> _Task set_:
1. Return the stretch of the Collective Brain announcement from "Contemplating the notion" through "the non-human brain.", word for word.
2. In the Collective Brain announcement, who is named as the curator of the exhibition?

*** Excerpted passage ***

Installation view: JELLYFISH VS. NUCLEAR SHIP and Other Animal Strike Tales, 2022, series of 8, watercolor and watercolor pencil on wood panel, artist’s wooden frame

Opening Gallery is pleased to announce Collective Brain, a group exhibition of works by Alina Bliumis, Jeff Bliumis, Veronique Bourgoin, Alexandros Georgiou, Mat Chivers, Raúl Cordero, Yioula Hadjigeorgiou, Steven C. Harvey, Peggy Kliafa, Artemis Kotioni, Jessica Mitrani, Paula Meninato, Eleni Mylonas, Margarita Myrogianni, Warren Neidich, Alexander Polzin, Dan Reisner, Juli Susin, Dimitris Tragkas, Adonis Volanakis, Hans Weigant, Vasilis Zarifopoulos curated by Dr. Sozita Goudouna. Installed across the first floor of 42 Walker St, Collective Brain attempts to challenge our perception of mental processes with an arrangement of corporeally provoking art pieces, connecting artists who work in divergent media and are convening from diverse localities. 

Contemplating the notion of the mind as a mechanism – a brain system responsible for spatial memory and navigation – Collective Brain offers different viewpoints about the brain and its million neurons by centering neurodiversity as the fundamental concept about how we can understand the physical and biological origins of human emotion in the brain, as well as the conception, exhibition, and reception of the artworks. A section of the exhibition also attempts to comprehend and challenge perceptions about the operations of the non-human brain.

*** End of Excerpted passage ***
*** Data extract ***

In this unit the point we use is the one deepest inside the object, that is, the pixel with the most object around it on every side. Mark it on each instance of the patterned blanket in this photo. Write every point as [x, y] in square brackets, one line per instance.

*** End of Data extract ***

> _Numbered responses_:
1.
Contemplating the notion of the mind as a mechanism – a brain system responsible for spatial memory and navigation – Collective Brain offers different viewpoints about the brain and its million neurons by centering neurodiversity as the fundamental concept about how we can understand the physical and biological origins of human emotion in the brain, as well as the conception, exhibition, and reception of the artworks. A section of the exhibition also attempts to comprehend and challenge perceptions about the operations of the non-human brain.

2. Dr. Sozita Goudouna